Reproduce every one of the records below word for word, omitting the pictures from your reply.

**PROVIDED RECORDS**
= = = = =
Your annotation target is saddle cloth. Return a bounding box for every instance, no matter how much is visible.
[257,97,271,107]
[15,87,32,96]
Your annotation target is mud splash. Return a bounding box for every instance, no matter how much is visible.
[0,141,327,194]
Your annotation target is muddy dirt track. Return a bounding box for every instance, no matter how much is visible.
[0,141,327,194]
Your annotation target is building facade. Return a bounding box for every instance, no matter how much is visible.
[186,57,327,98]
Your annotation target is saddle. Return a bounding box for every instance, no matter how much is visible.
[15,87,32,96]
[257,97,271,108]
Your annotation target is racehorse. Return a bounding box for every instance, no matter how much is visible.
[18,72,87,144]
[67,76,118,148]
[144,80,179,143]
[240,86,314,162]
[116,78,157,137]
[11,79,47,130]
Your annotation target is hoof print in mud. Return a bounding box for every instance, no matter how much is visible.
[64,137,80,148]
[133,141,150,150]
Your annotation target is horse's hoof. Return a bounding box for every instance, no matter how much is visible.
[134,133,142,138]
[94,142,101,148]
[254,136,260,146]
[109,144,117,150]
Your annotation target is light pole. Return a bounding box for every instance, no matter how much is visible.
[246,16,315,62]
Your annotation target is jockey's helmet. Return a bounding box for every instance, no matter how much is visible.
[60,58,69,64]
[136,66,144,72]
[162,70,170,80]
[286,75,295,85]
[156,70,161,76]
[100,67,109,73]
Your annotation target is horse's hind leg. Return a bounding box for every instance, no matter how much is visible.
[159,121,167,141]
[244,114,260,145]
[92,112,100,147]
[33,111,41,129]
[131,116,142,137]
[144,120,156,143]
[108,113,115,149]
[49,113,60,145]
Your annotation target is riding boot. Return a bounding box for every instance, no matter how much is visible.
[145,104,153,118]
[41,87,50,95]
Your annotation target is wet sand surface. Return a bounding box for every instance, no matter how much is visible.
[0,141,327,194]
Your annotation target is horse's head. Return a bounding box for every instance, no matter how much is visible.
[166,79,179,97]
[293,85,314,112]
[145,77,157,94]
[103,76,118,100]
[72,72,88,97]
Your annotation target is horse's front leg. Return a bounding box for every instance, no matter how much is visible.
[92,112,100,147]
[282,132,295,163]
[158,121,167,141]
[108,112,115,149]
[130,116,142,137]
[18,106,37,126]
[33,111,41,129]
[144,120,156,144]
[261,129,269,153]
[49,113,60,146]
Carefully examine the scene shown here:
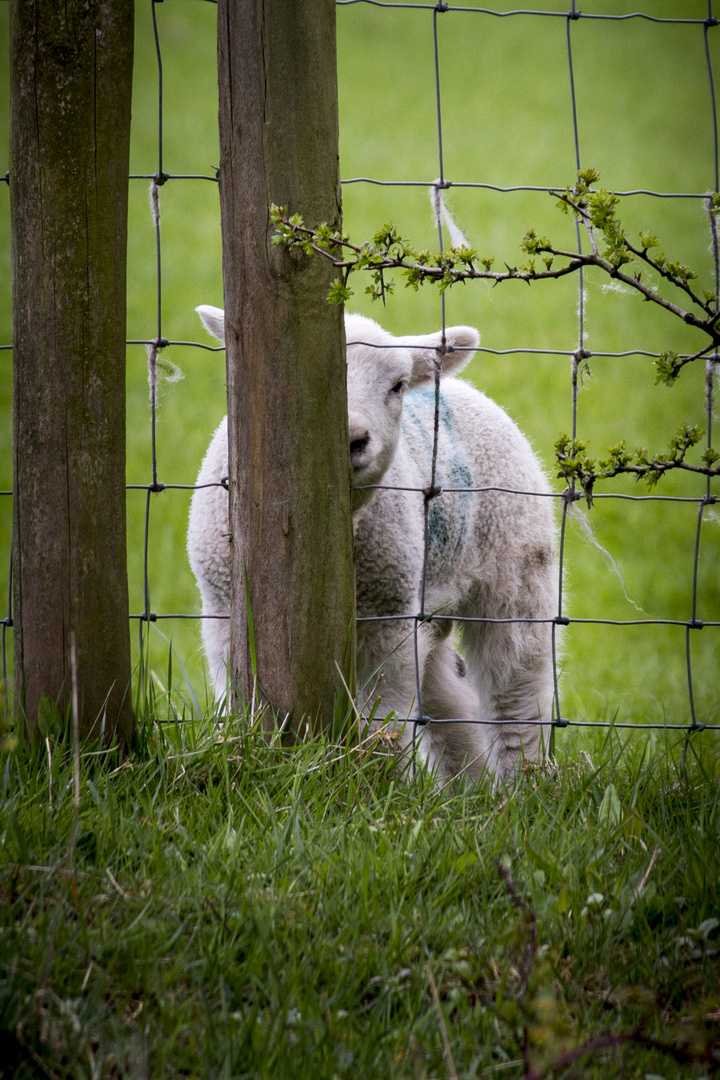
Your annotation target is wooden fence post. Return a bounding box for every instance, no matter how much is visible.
[10,0,134,744]
[218,0,355,730]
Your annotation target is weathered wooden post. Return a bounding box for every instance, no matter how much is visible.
[10,0,134,743]
[218,0,355,726]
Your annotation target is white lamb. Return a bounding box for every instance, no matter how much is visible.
[188,306,558,778]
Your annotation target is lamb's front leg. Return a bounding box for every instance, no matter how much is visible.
[357,619,431,761]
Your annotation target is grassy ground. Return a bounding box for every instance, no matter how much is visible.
[0,712,720,1080]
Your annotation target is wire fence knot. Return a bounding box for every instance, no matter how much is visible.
[561,487,583,503]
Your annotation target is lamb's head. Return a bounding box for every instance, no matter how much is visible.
[196,305,480,507]
[345,315,479,507]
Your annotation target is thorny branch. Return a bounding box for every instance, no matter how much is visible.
[271,170,720,504]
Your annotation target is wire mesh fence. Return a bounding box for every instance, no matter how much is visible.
[0,0,720,733]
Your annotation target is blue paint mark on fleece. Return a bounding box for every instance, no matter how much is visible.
[403,382,473,561]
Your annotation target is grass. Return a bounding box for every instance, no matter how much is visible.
[0,708,720,1080]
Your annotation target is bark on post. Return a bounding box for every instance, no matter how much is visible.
[10,0,134,743]
[218,0,355,729]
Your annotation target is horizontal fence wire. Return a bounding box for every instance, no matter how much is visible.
[0,0,720,734]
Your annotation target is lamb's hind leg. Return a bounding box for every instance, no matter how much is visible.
[422,637,487,780]
[463,623,553,778]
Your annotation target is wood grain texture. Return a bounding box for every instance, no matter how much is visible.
[10,0,134,743]
[218,0,355,727]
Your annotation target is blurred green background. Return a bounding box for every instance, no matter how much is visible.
[0,0,720,723]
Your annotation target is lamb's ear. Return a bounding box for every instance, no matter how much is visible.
[195,303,225,345]
[406,326,480,386]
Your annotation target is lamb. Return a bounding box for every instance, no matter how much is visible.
[188,306,558,780]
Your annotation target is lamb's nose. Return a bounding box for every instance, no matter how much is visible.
[350,431,370,458]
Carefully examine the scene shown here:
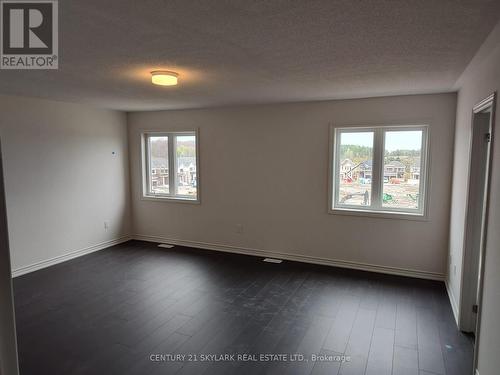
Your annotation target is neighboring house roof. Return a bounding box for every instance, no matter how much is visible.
[151,156,168,168]
[177,156,196,169]
[151,156,196,169]
[360,160,373,169]
[385,160,405,168]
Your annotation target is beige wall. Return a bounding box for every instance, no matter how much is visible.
[0,142,19,375]
[0,96,130,272]
[448,19,500,375]
[128,94,456,277]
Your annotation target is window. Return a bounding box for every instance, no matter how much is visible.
[143,131,199,201]
[330,126,427,216]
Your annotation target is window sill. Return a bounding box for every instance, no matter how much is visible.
[141,195,200,204]
[328,207,429,221]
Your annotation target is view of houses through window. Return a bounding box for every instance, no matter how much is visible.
[334,128,423,212]
[339,132,373,206]
[382,130,422,209]
[146,133,198,199]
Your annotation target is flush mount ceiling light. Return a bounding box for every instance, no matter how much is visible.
= = = = =
**THE SOLUTION**
Your annotation target is saddle cloth. Return a bounding box for every instance, no matter how much is visible.
[257,97,271,107]
[15,87,32,96]
Your annotation target is mud splash. Return a bounding box for every instance, no matter how much is visible.
[0,141,327,194]
Your annotation target is muddy dirt track. Return a bounding box for every instance, no matter how much is visible.
[0,141,327,194]
Your annotation target is building facade. Return a bounding box for every instance, no matter how much is visible.
[186,57,327,98]
Your annotation target is saddle. Return a bounding box for every instance, no matter how much is visible.
[15,87,32,96]
[257,97,271,108]
Your annotation target is racehorse. Return a bounding box for every instance, no matter how much is visible.
[18,72,87,144]
[67,76,118,148]
[144,80,179,143]
[240,86,314,162]
[116,78,157,137]
[11,79,47,130]
Your annotation target is hoof print in mud. Return a bounding box for every instance, no matter how much is visible.
[64,137,80,148]
[133,141,150,150]
Your annotation target is horse's hoof. Return a bounding box for every instance, no matter how much is visible.
[134,133,142,138]
[94,142,101,148]
[254,136,260,146]
[109,144,117,150]
Your annotation target is light pole. Return a bounding box for every instance, no matter how much is visible.
[246,16,315,62]
Your annotation target is jockey's helmet. Return a bounding box for every instance, no matter how much is visible.
[60,58,69,64]
[136,66,144,72]
[162,70,170,80]
[286,75,295,85]
[156,70,161,76]
[100,67,109,73]
Your annotation target is horse's hind leg. Return a bounding box for every instance, no matter how much is visible.
[159,121,167,141]
[244,114,260,145]
[92,112,100,147]
[33,111,41,129]
[131,116,142,137]
[144,120,156,143]
[108,113,115,149]
[49,113,60,145]
Your annotation target is riding boot. Return a bounding box for every instance, no matter how much is visible.
[145,104,153,118]
[41,87,50,95]
Your annotation target is wet sand surface. Return a bounding box for every instance, no matter how much is visible.
[0,141,327,194]
Your annotation target is horse's head. Return a bounding box for every instance, no matter how much is visible.
[166,79,179,97]
[293,85,314,112]
[145,77,157,94]
[103,76,118,100]
[72,72,88,97]
Your annotation target is horse's front leg. Return a bounding box for every instance, no matter how much is visible.
[92,112,100,147]
[282,132,295,163]
[158,121,167,141]
[108,112,115,149]
[130,116,142,137]
[18,106,37,126]
[33,111,41,129]
[144,120,156,144]
[261,129,269,153]
[49,113,60,146]
Carefully examine the scene shown here:
Your annotation target is wooden fence post. Return a bounding box for every instance, no matter how much is visible.
[10,0,134,744]
[218,0,355,730]
Your annotation target is weathered wooden post. Return a bounding box for every instance, no matter how much is visible.
[10,0,134,743]
[218,0,355,726]
Your annotation target is white lamb. Return a bounding box for every instance, no matter how much is visible.
[188,306,558,778]
Your annotation target is lamb's front leg. Return a bounding box for every instance, no matter how much is visible.
[357,619,431,761]
Your annotation target is grassy ground. Return a bounding box for every instance, no matter how much is visible.
[0,712,720,1080]
Your annotation target is wire fence knot. Return a bounding box for every instance, no matter how much is visible.
[561,487,583,503]
Your annotation target is lamb's head. Return a bounding box for every instance, no matter how much is visible.
[196,305,480,507]
[345,315,479,507]
Your annotation target is thorny branch. Return a bounding box for every instance, no matter how much is visible.
[271,170,720,504]
Your annotation target is wire mesh fence. Return a bounding box for every instance, no matter how much is visible.
[0,0,720,733]
Your annotation target is blue paint mark on fleece. Return a bounding box for every instance, no matter how much is visible.
[403,382,473,561]
Your annotation target is grass. Return a bounding box for every instance, no matter how much is visible.
[0,708,720,1080]
Your annotation target is bark on post. Return a bounding box for every instance, no matter how much is visible.
[10,0,134,743]
[218,0,355,729]
Your annotation target is horizontal fence wire. Return a bounding box for every instance, no matter how much is visible.
[0,0,720,734]
Your annotation target is lamb's hind leg. Return a bounding box for every instance, no matter how much is visible.
[422,637,487,780]
[463,623,553,778]
Your annotation target is wood grain texture. Return a bounding box for every instance, no matter how much is visible.
[10,0,134,743]
[218,0,355,727]
Your annotation target is blurred green background. Return a bounding box for every instance, no matter how much is visible.
[0,0,720,723]
Your annotation target is lamb's ear. Return a bounding box for every instance, no matter how much is visible.
[195,303,225,345]
[406,326,480,386]
Your annotation target is lamb. Return a bounding box for every instance, no matter how much is visible.
[188,306,558,780]
Your annotation target is lamb's nose. Return a bounding box for every instance, no matter how much is visible.
[350,431,370,458]
Carefully examine the scene shown here:
Your annotation target is neighboring house roof. Return a bounding box for every instance, no matter how much is visible.
[151,156,168,168]
[177,156,196,169]
[151,156,196,169]
[360,160,373,169]
[385,160,405,168]
Your annotation target is beige wall. Return a bounding box for every instance, no matter how much is visible.
[0,142,19,375]
[0,96,130,272]
[448,19,500,375]
[128,94,456,277]
Your annotation target is window. Return a bounding box for every instance, no matter how much is visible.
[143,131,199,201]
[330,126,427,216]
Your annotation target is window sill. Return a bounding box for every instance, no matter how much is visible.
[141,195,200,204]
[328,207,429,221]
Your annotation target is view of houses through window. Return a bounding box for every instance, no matter how much is visible.
[334,128,423,212]
[339,132,373,206]
[382,130,422,209]
[146,133,198,199]
Your annotation target is flush mount ceiling light. Return a bounding box for every instance, no matter how much is visible.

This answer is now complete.